Directions —
Take the line containing "In this exercise you will mark the white naval" and every line after it to the end of the data, and write them out exactly as they appear.

:: Material for this exercise ::

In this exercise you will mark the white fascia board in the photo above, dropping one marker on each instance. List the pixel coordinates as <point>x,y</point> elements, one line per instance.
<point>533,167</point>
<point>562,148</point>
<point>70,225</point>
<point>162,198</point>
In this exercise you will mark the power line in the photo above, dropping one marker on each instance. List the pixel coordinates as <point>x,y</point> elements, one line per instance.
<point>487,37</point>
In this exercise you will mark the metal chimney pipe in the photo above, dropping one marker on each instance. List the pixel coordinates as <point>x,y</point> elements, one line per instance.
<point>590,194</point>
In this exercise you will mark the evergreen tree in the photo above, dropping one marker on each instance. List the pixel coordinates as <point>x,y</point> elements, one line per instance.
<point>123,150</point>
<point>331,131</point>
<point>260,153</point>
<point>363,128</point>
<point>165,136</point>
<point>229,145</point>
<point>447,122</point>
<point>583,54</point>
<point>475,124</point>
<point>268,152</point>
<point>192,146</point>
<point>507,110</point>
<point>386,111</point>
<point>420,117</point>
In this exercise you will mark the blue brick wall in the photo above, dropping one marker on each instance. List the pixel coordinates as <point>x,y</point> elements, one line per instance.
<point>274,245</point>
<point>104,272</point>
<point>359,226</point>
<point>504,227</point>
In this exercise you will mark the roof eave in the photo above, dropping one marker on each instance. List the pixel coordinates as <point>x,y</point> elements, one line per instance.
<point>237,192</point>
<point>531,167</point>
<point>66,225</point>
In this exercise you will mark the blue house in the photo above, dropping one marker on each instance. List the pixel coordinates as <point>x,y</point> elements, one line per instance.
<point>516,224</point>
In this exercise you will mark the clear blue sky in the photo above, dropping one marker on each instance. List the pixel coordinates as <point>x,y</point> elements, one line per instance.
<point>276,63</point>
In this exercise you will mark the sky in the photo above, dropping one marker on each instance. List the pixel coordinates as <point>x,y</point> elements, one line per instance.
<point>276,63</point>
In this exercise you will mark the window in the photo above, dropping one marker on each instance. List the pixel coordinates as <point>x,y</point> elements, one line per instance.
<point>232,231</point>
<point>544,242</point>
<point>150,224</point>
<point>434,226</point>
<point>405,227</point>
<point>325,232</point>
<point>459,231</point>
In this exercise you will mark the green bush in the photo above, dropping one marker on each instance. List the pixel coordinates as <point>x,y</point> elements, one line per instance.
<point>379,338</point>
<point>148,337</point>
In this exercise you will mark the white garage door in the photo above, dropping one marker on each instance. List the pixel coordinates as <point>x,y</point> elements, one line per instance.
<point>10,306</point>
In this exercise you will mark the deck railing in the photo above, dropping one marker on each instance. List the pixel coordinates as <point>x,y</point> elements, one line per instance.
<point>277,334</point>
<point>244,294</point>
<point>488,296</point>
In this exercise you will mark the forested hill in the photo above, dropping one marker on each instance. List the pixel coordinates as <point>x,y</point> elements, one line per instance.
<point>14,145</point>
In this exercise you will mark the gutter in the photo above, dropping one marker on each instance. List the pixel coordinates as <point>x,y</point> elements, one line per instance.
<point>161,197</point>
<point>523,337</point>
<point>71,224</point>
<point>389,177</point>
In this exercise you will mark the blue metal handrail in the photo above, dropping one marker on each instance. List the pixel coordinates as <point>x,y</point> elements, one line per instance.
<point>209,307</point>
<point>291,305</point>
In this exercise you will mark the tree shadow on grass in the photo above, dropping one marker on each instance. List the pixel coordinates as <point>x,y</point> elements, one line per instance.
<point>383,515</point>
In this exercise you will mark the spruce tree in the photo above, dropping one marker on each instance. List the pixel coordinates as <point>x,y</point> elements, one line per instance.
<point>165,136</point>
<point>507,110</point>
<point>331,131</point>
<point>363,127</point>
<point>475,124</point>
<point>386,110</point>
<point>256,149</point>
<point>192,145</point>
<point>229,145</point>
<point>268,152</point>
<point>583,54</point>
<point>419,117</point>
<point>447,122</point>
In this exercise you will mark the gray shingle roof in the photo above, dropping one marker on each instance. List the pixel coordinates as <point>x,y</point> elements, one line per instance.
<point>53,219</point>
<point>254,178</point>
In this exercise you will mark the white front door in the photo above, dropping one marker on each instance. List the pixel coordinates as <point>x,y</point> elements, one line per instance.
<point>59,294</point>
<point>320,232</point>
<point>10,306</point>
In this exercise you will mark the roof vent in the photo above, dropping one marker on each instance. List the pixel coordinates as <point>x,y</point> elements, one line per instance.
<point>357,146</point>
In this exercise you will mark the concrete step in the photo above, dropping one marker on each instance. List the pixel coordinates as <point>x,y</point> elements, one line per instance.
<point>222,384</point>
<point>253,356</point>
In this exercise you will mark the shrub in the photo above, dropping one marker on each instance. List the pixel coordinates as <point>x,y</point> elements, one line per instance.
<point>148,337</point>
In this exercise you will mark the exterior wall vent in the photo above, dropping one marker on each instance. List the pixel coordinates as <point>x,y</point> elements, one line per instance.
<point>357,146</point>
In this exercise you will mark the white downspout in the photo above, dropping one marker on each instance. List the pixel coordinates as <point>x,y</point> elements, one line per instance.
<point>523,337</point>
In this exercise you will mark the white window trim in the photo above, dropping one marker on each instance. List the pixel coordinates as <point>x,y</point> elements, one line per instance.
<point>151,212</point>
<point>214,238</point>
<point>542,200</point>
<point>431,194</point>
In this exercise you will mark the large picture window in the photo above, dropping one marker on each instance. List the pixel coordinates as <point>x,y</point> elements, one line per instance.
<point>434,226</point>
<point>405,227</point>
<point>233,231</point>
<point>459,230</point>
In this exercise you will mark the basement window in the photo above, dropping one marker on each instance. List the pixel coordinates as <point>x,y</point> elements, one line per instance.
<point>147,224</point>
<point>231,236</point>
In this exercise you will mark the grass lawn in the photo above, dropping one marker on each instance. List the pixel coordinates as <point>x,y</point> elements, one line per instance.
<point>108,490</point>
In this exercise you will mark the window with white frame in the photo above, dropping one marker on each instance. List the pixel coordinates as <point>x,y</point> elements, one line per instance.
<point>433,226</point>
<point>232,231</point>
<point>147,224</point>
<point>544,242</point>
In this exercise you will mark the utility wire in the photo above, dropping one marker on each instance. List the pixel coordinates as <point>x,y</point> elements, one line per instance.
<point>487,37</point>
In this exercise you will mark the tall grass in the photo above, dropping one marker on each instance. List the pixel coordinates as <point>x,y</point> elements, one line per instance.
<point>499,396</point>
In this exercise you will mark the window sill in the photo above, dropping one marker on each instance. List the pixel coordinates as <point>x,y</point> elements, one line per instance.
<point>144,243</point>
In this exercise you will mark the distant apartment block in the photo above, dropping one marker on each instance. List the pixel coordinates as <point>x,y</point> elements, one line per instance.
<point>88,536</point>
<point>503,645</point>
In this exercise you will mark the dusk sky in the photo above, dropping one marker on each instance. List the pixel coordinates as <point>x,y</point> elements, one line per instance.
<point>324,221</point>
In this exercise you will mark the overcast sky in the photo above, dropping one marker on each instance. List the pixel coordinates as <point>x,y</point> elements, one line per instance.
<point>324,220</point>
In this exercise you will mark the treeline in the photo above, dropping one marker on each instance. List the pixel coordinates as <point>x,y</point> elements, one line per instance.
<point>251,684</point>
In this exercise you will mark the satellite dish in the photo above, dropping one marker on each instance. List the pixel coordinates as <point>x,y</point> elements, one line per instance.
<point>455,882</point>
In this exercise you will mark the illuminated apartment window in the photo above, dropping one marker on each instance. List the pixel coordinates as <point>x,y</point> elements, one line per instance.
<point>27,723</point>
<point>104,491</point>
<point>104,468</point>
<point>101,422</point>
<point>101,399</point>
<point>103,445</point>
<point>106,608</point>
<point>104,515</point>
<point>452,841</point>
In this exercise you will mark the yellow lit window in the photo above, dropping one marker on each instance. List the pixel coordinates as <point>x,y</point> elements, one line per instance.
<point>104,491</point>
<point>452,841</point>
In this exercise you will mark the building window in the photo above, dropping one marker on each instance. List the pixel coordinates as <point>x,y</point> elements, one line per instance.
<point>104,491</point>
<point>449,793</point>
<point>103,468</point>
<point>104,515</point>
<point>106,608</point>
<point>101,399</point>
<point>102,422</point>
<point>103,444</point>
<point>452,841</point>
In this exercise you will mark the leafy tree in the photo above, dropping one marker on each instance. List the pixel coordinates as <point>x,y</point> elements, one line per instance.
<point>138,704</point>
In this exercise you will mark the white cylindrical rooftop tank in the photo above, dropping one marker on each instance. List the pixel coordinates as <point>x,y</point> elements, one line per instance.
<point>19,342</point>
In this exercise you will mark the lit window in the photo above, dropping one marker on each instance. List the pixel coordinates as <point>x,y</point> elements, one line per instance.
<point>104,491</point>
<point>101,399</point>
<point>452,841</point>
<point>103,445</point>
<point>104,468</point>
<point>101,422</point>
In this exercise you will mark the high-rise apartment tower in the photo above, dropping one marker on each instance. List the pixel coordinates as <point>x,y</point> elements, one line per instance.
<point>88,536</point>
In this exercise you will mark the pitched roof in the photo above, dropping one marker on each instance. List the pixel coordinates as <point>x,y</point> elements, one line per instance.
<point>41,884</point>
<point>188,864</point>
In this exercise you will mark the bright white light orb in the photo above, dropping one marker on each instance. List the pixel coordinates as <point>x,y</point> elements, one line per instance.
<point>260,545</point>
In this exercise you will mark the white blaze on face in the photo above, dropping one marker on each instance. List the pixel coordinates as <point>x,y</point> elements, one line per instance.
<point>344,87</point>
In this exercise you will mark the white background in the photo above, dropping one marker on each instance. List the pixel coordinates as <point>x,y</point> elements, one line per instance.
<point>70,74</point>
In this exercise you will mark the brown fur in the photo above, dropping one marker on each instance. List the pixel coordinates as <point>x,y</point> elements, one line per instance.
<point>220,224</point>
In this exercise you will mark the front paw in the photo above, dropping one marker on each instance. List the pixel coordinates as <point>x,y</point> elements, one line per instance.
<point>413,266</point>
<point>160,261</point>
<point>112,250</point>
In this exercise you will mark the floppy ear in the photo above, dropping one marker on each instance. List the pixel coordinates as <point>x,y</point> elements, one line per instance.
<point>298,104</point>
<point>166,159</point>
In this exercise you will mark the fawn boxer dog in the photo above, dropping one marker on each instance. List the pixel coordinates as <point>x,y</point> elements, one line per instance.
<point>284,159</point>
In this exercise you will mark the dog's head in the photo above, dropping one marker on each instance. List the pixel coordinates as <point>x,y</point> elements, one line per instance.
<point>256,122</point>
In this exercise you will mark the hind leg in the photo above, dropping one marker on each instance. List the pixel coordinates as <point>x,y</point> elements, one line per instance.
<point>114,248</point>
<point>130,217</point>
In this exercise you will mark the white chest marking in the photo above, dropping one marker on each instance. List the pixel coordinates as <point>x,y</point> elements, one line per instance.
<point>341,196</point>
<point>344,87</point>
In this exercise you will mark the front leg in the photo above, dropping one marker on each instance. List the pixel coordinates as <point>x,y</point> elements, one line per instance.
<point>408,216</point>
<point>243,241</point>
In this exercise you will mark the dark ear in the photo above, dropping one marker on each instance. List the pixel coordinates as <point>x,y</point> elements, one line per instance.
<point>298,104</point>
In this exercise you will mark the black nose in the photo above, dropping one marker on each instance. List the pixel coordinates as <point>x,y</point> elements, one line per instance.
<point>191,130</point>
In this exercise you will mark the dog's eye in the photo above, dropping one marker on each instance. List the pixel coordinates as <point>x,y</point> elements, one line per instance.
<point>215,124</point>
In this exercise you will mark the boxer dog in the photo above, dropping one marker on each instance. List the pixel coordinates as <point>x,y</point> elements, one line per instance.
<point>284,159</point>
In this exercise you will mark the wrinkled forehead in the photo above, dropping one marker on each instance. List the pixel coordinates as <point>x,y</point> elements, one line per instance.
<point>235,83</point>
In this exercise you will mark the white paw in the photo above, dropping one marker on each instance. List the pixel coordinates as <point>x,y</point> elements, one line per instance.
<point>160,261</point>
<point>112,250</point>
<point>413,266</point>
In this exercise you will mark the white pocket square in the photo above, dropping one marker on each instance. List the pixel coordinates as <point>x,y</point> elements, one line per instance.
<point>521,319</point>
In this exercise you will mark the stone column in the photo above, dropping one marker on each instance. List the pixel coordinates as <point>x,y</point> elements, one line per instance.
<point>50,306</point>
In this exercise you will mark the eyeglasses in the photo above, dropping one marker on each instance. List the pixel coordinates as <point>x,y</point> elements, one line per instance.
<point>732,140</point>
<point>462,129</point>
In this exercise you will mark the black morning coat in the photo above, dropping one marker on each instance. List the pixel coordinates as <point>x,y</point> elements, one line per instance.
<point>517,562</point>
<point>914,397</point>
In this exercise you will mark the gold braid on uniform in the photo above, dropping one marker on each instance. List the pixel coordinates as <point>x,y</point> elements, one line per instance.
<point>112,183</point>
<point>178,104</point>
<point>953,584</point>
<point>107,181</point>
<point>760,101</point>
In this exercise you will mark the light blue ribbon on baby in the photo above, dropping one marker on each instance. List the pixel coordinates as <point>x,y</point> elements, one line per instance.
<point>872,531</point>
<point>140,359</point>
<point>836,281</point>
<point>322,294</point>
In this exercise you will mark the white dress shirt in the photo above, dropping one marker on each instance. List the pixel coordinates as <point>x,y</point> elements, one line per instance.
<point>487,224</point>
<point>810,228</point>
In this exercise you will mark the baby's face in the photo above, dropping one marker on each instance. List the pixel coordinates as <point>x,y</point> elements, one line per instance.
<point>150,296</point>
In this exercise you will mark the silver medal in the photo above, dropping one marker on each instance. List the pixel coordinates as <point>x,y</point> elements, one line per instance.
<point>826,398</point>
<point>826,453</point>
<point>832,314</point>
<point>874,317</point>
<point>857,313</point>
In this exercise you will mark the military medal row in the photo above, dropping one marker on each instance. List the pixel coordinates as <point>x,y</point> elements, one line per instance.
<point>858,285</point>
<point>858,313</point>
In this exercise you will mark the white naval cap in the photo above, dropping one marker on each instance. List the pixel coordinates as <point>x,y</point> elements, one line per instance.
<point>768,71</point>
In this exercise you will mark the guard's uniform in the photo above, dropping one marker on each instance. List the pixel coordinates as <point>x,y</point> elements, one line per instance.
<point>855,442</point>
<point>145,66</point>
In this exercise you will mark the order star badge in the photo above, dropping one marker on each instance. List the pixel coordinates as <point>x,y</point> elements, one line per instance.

:::

Response to the exercise —
In this exercise you will mark the white naval cap in the photo above, dropping one marker on each instance. List the pixel coordinates as <point>x,y</point> elements, one line per instance.
<point>768,71</point>
In this exercise you will mark the guard's uniform in the photo above, dropping one marker on each instance. List the pixel coordinates as <point>x,y</point> elements, one line per instance.
<point>855,442</point>
<point>145,66</point>
In this exercise you will mark the order star badge in the photo above, dropping one marker on each instance. List the pixel coordinates as <point>x,y</point> elements, one line per instance.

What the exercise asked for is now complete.